DESCRIPTION OF THE TASK: The expected output is the line holding "positive clicks: (295, 183)" plus every line after it through the end of the listing, copied exactly.
§ §
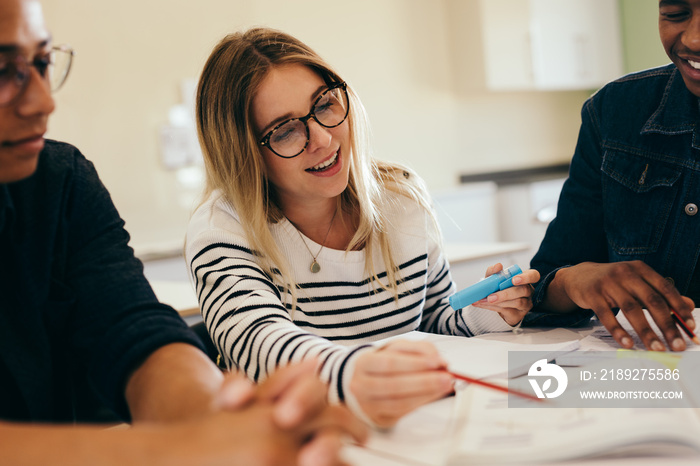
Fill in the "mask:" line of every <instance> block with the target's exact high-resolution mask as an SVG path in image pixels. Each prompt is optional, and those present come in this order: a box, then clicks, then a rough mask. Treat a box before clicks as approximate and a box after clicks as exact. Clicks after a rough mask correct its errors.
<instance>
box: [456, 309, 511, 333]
mask: <svg viewBox="0 0 700 466" xmlns="http://www.w3.org/2000/svg"><path fill="white" fill-rule="evenodd" d="M462 319H463V320H464V324H465V325H466V326H467V327H468V328H469V330H470V331H471V332H472V334H474V335H481V334H482V333H491V332H509V331H511V330H513V326H511V325H508V323H507V322H506V321H505V320H503V317H501V316H500V315H499V314H498V312H495V311H491V310H489V309H483V308H480V307H476V306H468V307H467V308H465V309H462Z"/></svg>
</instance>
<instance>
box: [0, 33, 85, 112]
mask: <svg viewBox="0 0 700 466" xmlns="http://www.w3.org/2000/svg"><path fill="white" fill-rule="evenodd" d="M56 53H63V54H65V55H64V56H65V57H67V58H66V60H67V64H66V65H65V71H64V72H63V76H61V78H60V80H59V81H57V82H56V83H53V82H52V79H51V78H50V77H49V78H48V82H49V89H50V90H51V92H52V93H53V92H56V91H57V90H59V89H60V88H61V87H62V86H63V84H64V83H65V82H66V79H68V74H69V73H70V70H71V66H72V64H73V57H74V56H75V51H74V50H73V48H72V47H71V46H69V45H55V46H53V47H51V52H50V54H56ZM51 58H52V60H53V59H55V57H51ZM15 61H16V62H18V61H19V62H23V64H24V66H26V70H27V71H28V70H29V69H30V68H31V67H32V66H33V67H35V68H37V70H38V71H39V74H41V76H42V78H44V79H47V74H46V73H47V72H48V69H49V67H50V66H52V65H54V66H55V63H53V62H51V63H48V64H46V70H45V71H43V72H42V70H41V69H40V68H39V64H37V63H36V62H28V61H27V60H26V59H24V58H23V57H18V58H16V59H15ZM15 66H16V65H15ZM20 70H21V69H20V68H19V67H18V68H17V72H18V74H19V71H20ZM28 84H29V73H28V72H27V73H26V76H24V77H23V78H22V81H21V82H20V83H19V85H18V86H17V93H16V94H15V95H14V96H13V97H12V98H11V99H10V100H8V101H7V102H5V103H2V104H0V107H9V106H10V105H12V104H13V103H15V102H16V101H17V99H19V98H20V96H21V95H22V94H23V93H24V91H25V89H26V88H27V85H28Z"/></svg>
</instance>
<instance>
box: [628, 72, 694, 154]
mask: <svg viewBox="0 0 700 466" xmlns="http://www.w3.org/2000/svg"><path fill="white" fill-rule="evenodd" d="M699 106H700V101H699V100H698V98H697V97H696V96H695V95H693V94H692V93H691V92H690V91H689V90H688V88H687V87H686V86H685V83H684V82H683V77H682V76H681V74H680V72H679V71H678V69H677V68H675V69H674V70H673V73H671V77H670V78H669V80H668V84H666V89H665V90H664V95H663V97H662V99H661V103H660V104H659V107H658V108H657V109H656V111H655V112H654V114H653V115H652V116H651V117H650V118H649V119H648V120H647V122H646V123H645V125H644V127H642V131H641V134H649V133H658V134H665V135H676V134H682V133H693V147H694V148H695V149H700V127H698V121H699V120H700V108H699Z"/></svg>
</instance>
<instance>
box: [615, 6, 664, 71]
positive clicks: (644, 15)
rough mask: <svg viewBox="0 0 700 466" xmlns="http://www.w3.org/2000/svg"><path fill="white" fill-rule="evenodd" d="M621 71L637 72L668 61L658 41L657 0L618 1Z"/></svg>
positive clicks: (662, 46)
mask: <svg viewBox="0 0 700 466" xmlns="http://www.w3.org/2000/svg"><path fill="white" fill-rule="evenodd" d="M619 1H620V15H621V19H622V41H623V45H624V50H625V57H624V58H625V72H628V73H629V72H632V71H639V70H643V69H646V68H652V67H654V66H659V65H664V64H666V63H668V62H669V59H668V56H666V52H664V48H663V46H662V45H661V41H660V40H659V30H658V19H659V6H658V3H659V2H658V0H619Z"/></svg>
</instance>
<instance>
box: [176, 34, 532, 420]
mask: <svg viewBox="0 0 700 466" xmlns="http://www.w3.org/2000/svg"><path fill="white" fill-rule="evenodd" d="M197 128H198V133H199V138H200V142H201V145H202V149H203V153H204V158H205V164H206V170H207V193H206V196H205V200H204V201H203V203H202V204H201V205H200V206H199V208H198V209H197V210H196V212H195V213H194V215H193V217H192V220H191V222H190V226H189V229H188V233H187V245H186V255H187V261H188V264H189V265H190V267H191V273H192V276H193V279H194V282H195V285H196V290H197V294H198V298H199V303H200V307H201V309H202V315H203V317H204V321H205V322H206V325H207V327H208V329H209V332H210V334H211V336H212V339H213V340H214V342H215V344H216V345H217V347H218V349H219V351H220V352H221V354H222V355H223V357H224V358H225V360H226V363H227V365H229V366H235V367H236V368H238V369H239V370H241V371H244V372H245V373H246V374H248V376H249V377H250V378H251V379H253V380H256V381H257V380H261V379H264V378H265V377H267V376H268V374H270V373H271V372H273V371H274V370H275V369H276V368H277V367H279V366H284V365H287V364H289V363H290V362H293V361H299V360H303V359H306V358H310V357H315V358H317V359H318V360H319V361H321V363H320V368H319V371H320V375H321V377H322V379H323V380H325V381H326V382H328V384H329V397H330V399H331V401H334V402H344V403H346V404H347V405H348V406H350V407H351V408H352V409H353V410H354V411H355V412H356V413H357V414H359V415H360V416H362V417H363V418H364V419H365V420H366V421H370V422H372V423H374V424H375V425H378V426H390V425H392V424H394V423H395V422H396V421H397V420H398V419H399V418H400V417H401V416H402V415H403V414H405V413H407V412H409V411H411V410H412V409H414V408H416V407H418V406H420V405H422V404H424V403H427V402H429V401H432V400H435V399H438V398H440V397H443V396H445V395H446V394H448V393H450V392H451V391H452V387H453V380H452V378H451V377H450V376H449V375H448V374H447V373H446V372H445V371H444V370H442V369H444V367H445V363H444V361H443V360H442V359H441V358H440V356H439V355H438V353H437V351H436V350H435V348H434V347H433V346H432V345H429V344H426V343H416V342H407V341H394V342H392V343H390V344H387V345H382V346H380V345H373V344H372V342H374V341H377V340H380V339H383V338H386V337H390V336H394V335H399V334H402V333H406V332H409V331H411V330H423V331H427V332H434V333H444V334H452V335H463V336H465V337H468V336H471V335H474V334H477V333H483V332H487V331H499V330H507V329H510V328H511V325H515V324H517V323H518V322H519V321H520V320H521V319H522V317H523V315H524V314H525V313H526V312H527V311H528V310H529V309H530V307H531V301H530V297H531V293H532V292H531V289H532V288H531V286H530V284H531V283H534V282H536V281H537V279H538V278H539V277H538V275H537V272H535V271H532V270H529V271H526V272H525V273H523V274H522V275H521V276H519V278H518V280H519V283H517V284H519V286H516V287H513V288H511V289H509V290H505V291H502V292H499V293H498V294H496V295H494V296H492V297H490V298H489V301H490V302H486V301H484V302H483V303H480V304H482V305H483V307H488V308H489V309H491V310H484V309H478V308H471V307H470V308H467V309H464V310H462V311H458V312H455V311H453V310H452V309H451V308H450V307H449V304H448V297H449V296H450V295H451V294H452V293H454V291H455V288H454V285H453V284H452V281H451V277H450V272H449V265H448V263H447V261H446V259H445V257H444V255H443V253H442V250H441V246H440V234H439V229H438V227H437V224H436V222H435V219H434V215H433V213H432V210H431V207H430V199H429V197H428V194H427V192H426V189H425V187H424V186H423V183H422V182H421V180H420V179H419V178H418V177H417V176H416V174H415V173H413V172H411V171H410V170H408V169H407V168H405V167H401V166H398V165H395V164H388V163H383V162H379V161H377V160H374V159H372V158H371V157H370V155H369V148H368V144H367V122H366V118H365V115H364V111H363V107H362V105H361V103H360V101H359V100H358V98H357V96H356V95H355V93H354V92H353V91H352V88H351V87H350V86H349V85H348V84H347V83H346V82H345V81H344V80H343V79H342V78H341V77H340V76H339V75H338V74H337V73H335V72H334V71H333V70H332V69H331V67H330V66H329V65H328V64H327V63H326V62H324V61H323V60H322V59H321V58H320V57H319V56H318V55H317V54H316V53H315V52H314V51H312V50H311V49H310V48H309V47H308V46H306V45H305V44H303V43H301V42H300V41H298V40H297V39H295V38H293V37H291V36H289V35H287V34H284V33H282V32H279V31H275V30H270V29H252V30H249V31H247V32H243V33H236V34H232V35H229V36H227V37H226V38H224V39H223V40H222V41H221V42H220V43H219V44H218V45H217V46H216V47H215V49H214V50H213V52H212V54H211V55H210V57H209V59H208V61H207V63H206V65H205V67H204V70H203V72H202V76H201V78H200V81H199V86H198V92H197ZM495 267H496V268H491V269H492V270H489V271H488V272H493V271H498V270H499V268H498V267H500V265H497V266H495ZM492 310H493V311H497V312H492ZM499 314H500V315H499Z"/></svg>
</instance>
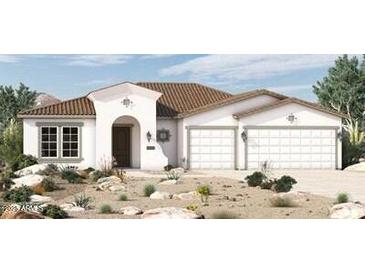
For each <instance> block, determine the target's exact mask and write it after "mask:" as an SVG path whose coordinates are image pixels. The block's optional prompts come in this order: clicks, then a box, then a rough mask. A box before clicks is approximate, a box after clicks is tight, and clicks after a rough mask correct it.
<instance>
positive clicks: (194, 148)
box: [188, 128, 235, 169]
mask: <svg viewBox="0 0 365 274" xmlns="http://www.w3.org/2000/svg"><path fill="white" fill-rule="evenodd" d="M188 149H189V164H190V168H192V169H234V168H235V130H234V129H219V128H217V129H207V128H201V129H199V128H194V129H190V134H189V148H188Z"/></svg>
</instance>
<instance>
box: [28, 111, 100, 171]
mask: <svg viewBox="0 0 365 274" xmlns="http://www.w3.org/2000/svg"><path fill="white" fill-rule="evenodd" d="M37 122H39V123H83V126H82V127H81V136H82V137H81V153H82V155H81V156H82V161H81V163H72V162H67V164H72V165H81V166H82V167H85V168H87V167H90V166H91V167H93V166H95V119H34V118H24V119H23V132H24V133H23V144H24V145H23V148H24V149H23V152H24V154H30V155H33V156H35V157H37V158H39V156H40V155H39V128H38V126H37V125H36V123H37Z"/></svg>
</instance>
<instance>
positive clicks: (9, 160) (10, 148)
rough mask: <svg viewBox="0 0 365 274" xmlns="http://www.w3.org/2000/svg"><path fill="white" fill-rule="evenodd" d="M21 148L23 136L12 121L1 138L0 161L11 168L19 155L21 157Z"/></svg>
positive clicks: (0, 142)
mask: <svg viewBox="0 0 365 274" xmlns="http://www.w3.org/2000/svg"><path fill="white" fill-rule="evenodd" d="M22 147H23V135H22V130H21V127H20V126H19V124H18V123H17V122H16V121H15V120H14V119H12V120H10V122H9V124H8V126H7V127H6V128H5V129H4V132H3V134H2V136H1V140H0V160H3V161H4V162H5V164H6V165H7V167H10V166H12V165H13V164H14V162H15V161H16V159H17V158H18V157H19V155H21V153H22Z"/></svg>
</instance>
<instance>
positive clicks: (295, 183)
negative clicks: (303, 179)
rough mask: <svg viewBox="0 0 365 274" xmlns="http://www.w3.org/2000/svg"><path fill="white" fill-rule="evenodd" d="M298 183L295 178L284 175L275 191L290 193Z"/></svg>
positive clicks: (275, 186) (274, 187)
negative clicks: (291, 189)
mask: <svg viewBox="0 0 365 274" xmlns="http://www.w3.org/2000/svg"><path fill="white" fill-rule="evenodd" d="M296 183H297V181H296V180H295V179H294V178H293V177H290V176H286V175H284V176H282V177H281V178H280V179H278V180H277V181H276V183H275V185H274V189H275V191H276V192H289V191H290V190H291V189H292V188H293V185H294V184H296Z"/></svg>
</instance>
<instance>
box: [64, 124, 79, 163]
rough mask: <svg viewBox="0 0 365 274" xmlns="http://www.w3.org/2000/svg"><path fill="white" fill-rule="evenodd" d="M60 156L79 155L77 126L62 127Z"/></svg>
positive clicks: (77, 131) (72, 155)
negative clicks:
§ §
EXERCISE ANSWER:
positive clicks: (295, 183)
negative clicks: (303, 179)
rough mask: <svg viewBox="0 0 365 274" xmlns="http://www.w3.org/2000/svg"><path fill="white" fill-rule="evenodd" d="M298 183L295 178L284 175L275 191L290 193Z"/></svg>
positive clicks: (275, 186) (274, 187)
negative clicks: (291, 189)
mask: <svg viewBox="0 0 365 274" xmlns="http://www.w3.org/2000/svg"><path fill="white" fill-rule="evenodd" d="M296 183H297V181H296V180H295V179H294V178H293V177H290V176H286V175H284V176H282V177H281V178H280V179H278V180H277V181H276V183H275V185H274V189H275V191H276V192H289V191H290V190H291V189H292V188H293V185H294V184H296Z"/></svg>
</instance>
<instance>
box: [64, 124, 79, 163]
rough mask: <svg viewBox="0 0 365 274" xmlns="http://www.w3.org/2000/svg"><path fill="white" fill-rule="evenodd" d="M60 156L79 155L77 126L62 127Z"/></svg>
positive clicks: (77, 131) (72, 155)
negative clicks:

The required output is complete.